== GOAL ==
Every line of the material below must be repeated exactly.

(Rows from a dataset)
- - - - -

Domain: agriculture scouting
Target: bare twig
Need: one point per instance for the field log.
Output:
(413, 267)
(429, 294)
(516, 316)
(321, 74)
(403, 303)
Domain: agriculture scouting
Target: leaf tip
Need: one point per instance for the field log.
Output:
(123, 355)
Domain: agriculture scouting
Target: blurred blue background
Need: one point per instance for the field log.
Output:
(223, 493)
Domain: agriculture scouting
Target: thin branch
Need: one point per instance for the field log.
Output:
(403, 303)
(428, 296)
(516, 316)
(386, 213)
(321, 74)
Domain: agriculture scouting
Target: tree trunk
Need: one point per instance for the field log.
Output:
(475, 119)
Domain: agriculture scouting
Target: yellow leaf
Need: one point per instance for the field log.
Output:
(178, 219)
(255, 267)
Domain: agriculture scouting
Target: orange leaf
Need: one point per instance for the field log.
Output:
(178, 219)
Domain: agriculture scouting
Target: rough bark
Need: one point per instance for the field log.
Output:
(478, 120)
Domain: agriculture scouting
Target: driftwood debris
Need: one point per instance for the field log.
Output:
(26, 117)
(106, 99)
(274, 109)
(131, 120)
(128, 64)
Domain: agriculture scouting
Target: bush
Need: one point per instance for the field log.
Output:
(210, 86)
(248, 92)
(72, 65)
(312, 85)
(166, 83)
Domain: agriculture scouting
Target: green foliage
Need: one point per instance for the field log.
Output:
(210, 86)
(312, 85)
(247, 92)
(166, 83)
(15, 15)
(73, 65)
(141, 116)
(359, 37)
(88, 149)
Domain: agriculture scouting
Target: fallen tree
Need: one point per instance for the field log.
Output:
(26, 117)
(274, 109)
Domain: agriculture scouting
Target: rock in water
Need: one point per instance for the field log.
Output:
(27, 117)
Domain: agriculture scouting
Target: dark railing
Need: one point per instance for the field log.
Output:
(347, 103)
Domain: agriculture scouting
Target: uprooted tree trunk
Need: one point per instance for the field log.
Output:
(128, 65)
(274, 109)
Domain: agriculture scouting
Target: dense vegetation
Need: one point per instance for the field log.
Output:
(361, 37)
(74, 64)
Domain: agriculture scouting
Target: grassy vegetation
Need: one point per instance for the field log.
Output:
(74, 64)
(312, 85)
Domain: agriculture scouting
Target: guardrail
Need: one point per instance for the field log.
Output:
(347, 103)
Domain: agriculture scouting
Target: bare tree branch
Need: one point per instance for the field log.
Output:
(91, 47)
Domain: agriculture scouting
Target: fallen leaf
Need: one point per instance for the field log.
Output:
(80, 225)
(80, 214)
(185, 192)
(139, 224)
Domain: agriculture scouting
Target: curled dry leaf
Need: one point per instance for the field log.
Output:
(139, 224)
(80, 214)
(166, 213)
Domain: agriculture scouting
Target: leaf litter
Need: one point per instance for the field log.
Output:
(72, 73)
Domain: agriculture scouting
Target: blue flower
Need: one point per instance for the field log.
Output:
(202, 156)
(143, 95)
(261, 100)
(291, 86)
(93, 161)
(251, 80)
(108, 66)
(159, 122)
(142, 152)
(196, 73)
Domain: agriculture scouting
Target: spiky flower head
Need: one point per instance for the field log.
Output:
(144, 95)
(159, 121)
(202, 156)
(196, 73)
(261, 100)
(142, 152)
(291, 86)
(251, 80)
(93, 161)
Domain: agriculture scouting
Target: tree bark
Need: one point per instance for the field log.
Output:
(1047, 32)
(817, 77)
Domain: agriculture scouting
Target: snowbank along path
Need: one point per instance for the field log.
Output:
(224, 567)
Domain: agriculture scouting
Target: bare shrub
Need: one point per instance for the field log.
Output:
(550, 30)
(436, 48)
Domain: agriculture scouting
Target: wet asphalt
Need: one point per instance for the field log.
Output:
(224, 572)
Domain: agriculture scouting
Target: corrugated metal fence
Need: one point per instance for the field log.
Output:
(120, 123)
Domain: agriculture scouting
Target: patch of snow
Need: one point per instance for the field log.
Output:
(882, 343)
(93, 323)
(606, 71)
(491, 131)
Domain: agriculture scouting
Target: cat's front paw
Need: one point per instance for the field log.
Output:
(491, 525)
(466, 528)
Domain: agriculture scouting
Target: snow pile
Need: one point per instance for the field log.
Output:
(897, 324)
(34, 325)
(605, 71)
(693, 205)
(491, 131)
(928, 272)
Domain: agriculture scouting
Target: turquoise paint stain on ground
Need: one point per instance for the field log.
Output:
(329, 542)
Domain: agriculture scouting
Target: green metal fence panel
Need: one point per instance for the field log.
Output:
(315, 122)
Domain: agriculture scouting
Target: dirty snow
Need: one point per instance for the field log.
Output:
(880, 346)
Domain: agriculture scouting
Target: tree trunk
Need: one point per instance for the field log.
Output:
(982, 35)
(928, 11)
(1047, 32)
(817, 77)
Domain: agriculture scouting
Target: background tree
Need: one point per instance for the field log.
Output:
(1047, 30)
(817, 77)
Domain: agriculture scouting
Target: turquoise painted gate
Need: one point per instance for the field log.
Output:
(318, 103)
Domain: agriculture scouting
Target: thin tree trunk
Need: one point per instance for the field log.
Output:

- - - - -

== COMPLETED EXERCISE ==
Domain: agriculture scouting
Target: bare twig
Need: one point per instance for the field log.
Output:
(413, 267)
(429, 294)
(516, 316)
(321, 74)
(403, 303)
Domain: agriculture scouting
Target: leaf tip
Need: one point per instance for the field log.
Output:
(123, 355)
Domain: agriculture scouting
Target: blurred blue background
Need: one point per instance for the field log.
Output:
(223, 493)
Domain: agriculture scouting
Target: thin branch
Need: one point per instance for the field log.
Output:
(403, 303)
(428, 296)
(516, 316)
(386, 213)
(321, 74)
Domain: agriculture scouting
Target: tree trunk
Need: one point per instance for the field log.
Output:
(475, 119)
Domain: agriculture scouting
Target: yellow leaf
Need: one point per instance for the field log.
Output:
(178, 219)
(255, 267)
Domain: agriculture scouting
Target: orange leaf
Need: one point per instance for the field log.
Output:
(178, 219)
Domain: agriculture scouting
Target: rough bark
Need: one point per instance for the field log.
Output:
(478, 120)
Domain: agriculture scouting
Target: driftwood debris
Need: one point per instance for the field log.
Output:
(26, 117)
(106, 99)
(274, 109)
(131, 120)
(128, 64)
Domain: agriculture scouting
Target: bush
Need: one point per instance for the field log.
Output:
(210, 86)
(248, 92)
(72, 65)
(312, 85)
(166, 83)
Domain: agriculture scouting
Target: green foliage
Need: one point per instance for the field log.
Output:
(210, 86)
(312, 85)
(247, 92)
(166, 83)
(15, 15)
(73, 65)
(141, 116)
(359, 37)
(88, 149)
Domain: agriculture scouting
Target: fallen tree
Need: one point per instance for the field log.
Output:
(26, 117)
(274, 109)
Domain: agriculture scouting
Target: rock in water
Need: one point per instance for the field log.
Output:
(27, 117)
Domain: agriculture scouting
Target: dark railing
Need: one point per instance for the field log.
Output:
(347, 103)
Domain: agriculture scouting
Target: uprooted tree trunk
Need: one point per instance for the field log.
Output:
(128, 65)
(274, 109)
Domain: agriculture scouting
Target: dense vegetation
Need: one point per instance for the field log.
Output:
(361, 37)
(74, 64)
Domain: agriculture scouting
Target: grassy vegetation
Need: one point per instance for the field log.
Output:
(74, 64)
(312, 85)
Domain: agriculture scouting
Target: guardrail
Need: one point per instance for the field log.
Output:
(347, 103)
Domain: agriculture scouting
Target: bare tree branch
Need: one point per instance for the field log.
Output:
(91, 47)
Domain: agriculture scouting
Target: fallen leaf
Need: one point per instance for the field log.
Output:
(80, 225)
(80, 214)
(185, 192)
(139, 224)
Domain: agriculture scouting
Target: curled dry leaf
Need: one point per instance for the field log.
Output:
(139, 224)
(80, 214)
(166, 213)
Domain: agriculture scouting
Target: leaf litter
Need: one point per instance for the field log.
Output:
(72, 73)
Domain: agriculture scouting
Target: blue flower
Need: one point per instance for the field log.
Output:
(202, 156)
(143, 95)
(261, 100)
(291, 86)
(93, 161)
(251, 80)
(108, 66)
(159, 122)
(142, 152)
(196, 73)
Domain: agriculture scouting
Target: spiky flower head
Need: one point per instance for the field log.
Output:
(144, 95)
(159, 121)
(202, 156)
(196, 73)
(261, 100)
(142, 152)
(291, 86)
(251, 80)
(93, 161)
Domain: agriculture scouting
Target: tree bark
Need: one point per instance for the field log.
Output:
(1047, 32)
(817, 77)
Domain: agriculture scouting
Target: snowbank along path
Need: one point per instance for the field log.
Output:
(224, 567)
Domain: agriculture scouting
Target: bare shrub
Need: one point per instance for the field log.
Output:
(550, 30)
(436, 48)
Domain: agriculture scouting
Target: wet asphalt
Need: one point per instance for the field log.
Output:
(224, 572)
Domain: agriculture scouting
Target: corrugated metal fence
Need: one point per instance for the field log.
Output:
(120, 123)
Domain: agriculture scouting
Target: patch of snow
Need: one point per instance for the field log.
Output:
(882, 343)
(93, 323)
(606, 71)
(491, 131)
Domain: agriculture scouting
Target: cat's front paw
Need: one point per instance for the field log.
Output:
(491, 525)
(466, 528)
Domain: agriculture scouting
Target: snow pile
Need: one point per instance for the field log.
Output:
(897, 324)
(34, 325)
(605, 71)
(693, 205)
(491, 131)
(928, 272)
Domain: agriculture scouting
Target: turquoise paint stain on ground
Need: one point per instance for the field log.
Output:
(329, 542)
Domain: agriculture scouting
Target: green metal fence panel
Need: one point per instance for the field log.
Output:
(315, 122)
Domain: agriculture scouting
Target: dirty snow
Need: one point per instance for the field log.
Output:
(880, 346)
Domain: agriculture scouting
Target: tree trunk
Need: one point per instance for the field log.
Output:
(982, 35)
(928, 11)
(1047, 32)
(817, 77)
Domain: agriculture scouting
Target: background tree
Need: one point per instance for the field log.
Output:
(1047, 30)
(817, 77)
Domain: agriculture scouting
Target: turquoise painted gate
Need: one point per instance for the field log.
Output:
(318, 103)
Domain: agriculture scouting
Target: thin tree trunk
Need: one point per instance for the field log.
Output:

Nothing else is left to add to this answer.